LIST OF TASKS =
- 1) In the selected passage, what business did Arnold Loeb own?
- 2) Write out the selected passage starting with "I agree with" and going on through "two weeks ago.", and switch "crisis" to "emergency".

This was published earlier in March and I missed it, but Neil Steinberg at the Sun-Times has an amusingly fond memorial for Arnold Loeb, owner of Romanian Sausage in West Rogers Park, which begins by imagining what the spread at his shiva must be like: “The corned beef. The pastrami. The salami. The tubs of chopped liver. Romanian chopped liver. Shivas are normally awash in food. But this. Perhaps, our business complete, I could assemble a heaping plate to take home. Would that be bad form?”

WHERE MIKE ATE

I agree with the sentiments expressed by many in this edition—this crisis is exposing so many things that are dysfunctional and exploitative about the restaurant and bar business as it exists today. We need fairer pay and benefits for the work involved. We need to ensure that the money goes to people who grow and make food more than the corporations who ride on them parasitically (that means, among other things, ordering as directly from restaurants as we can, whatever they think works best for them). And most of all, we need to use our personal spending to model a better world than the one that came to a crashing halt two weeks ago.

Small potatoes, but that’s what I’m trying to do in every food transaction I make now—shopping at smaller markets, supporting independent restaurants with philosophies I like. Our big takeout purchase this week was Virtue, and talk about food that is just there to console you and make you feel at home… at home. (Actually you could serve that banana pudding after anything and you’d feel like Grandma cooked for you.) I’m no closer to Hyde Park than I am to O’Hare, but it was shockingly easy to order a family meal from their website and zip down to 53rd street via half-empty Lake Shore Drive, where we were met very efficiently in front by a woman who moments later, brought our food out. Highly recommended.

STORED DATA =
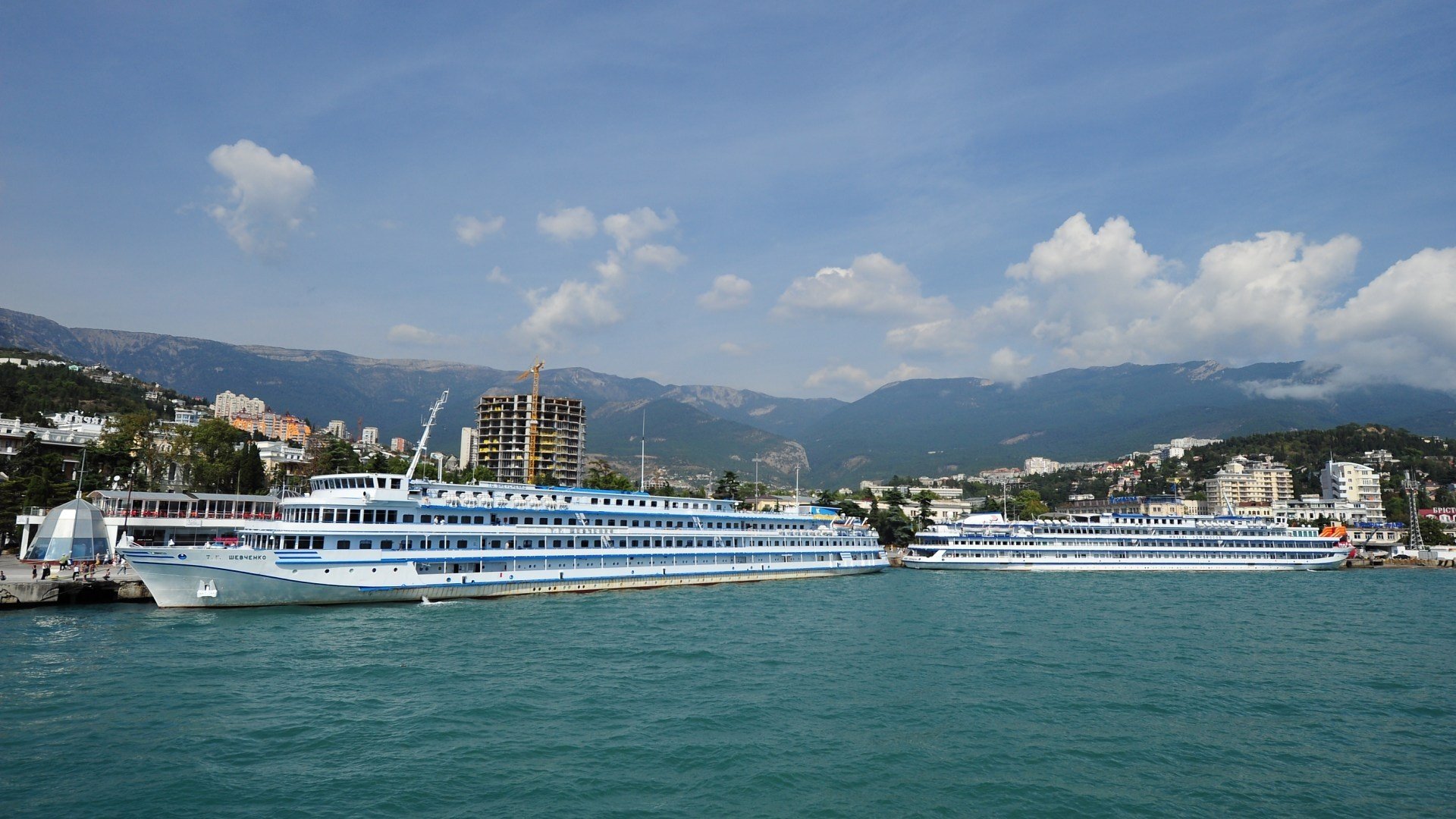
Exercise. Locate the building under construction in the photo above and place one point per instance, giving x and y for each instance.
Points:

RESULTS IN ORDER =
- 1) Romanian Sausage in West Rogers Park.

- 2)
I agree with the sentiments expressed by many in this edition—this emergency is exposing so many things that are dysfunctional and exploitative about the restaurant and bar business as it exists today. We need fairer pay and benefits for the work involved. We need to ensure that the money goes to people who grow and make food more than the corporations who ride on them parasitically (that means, among other things, ordering as directly from restaurants as we can, whatever they think works best for them). And most of all, we need to use our personal spending to model a better world than the one that came to a crashing halt two weeks ago.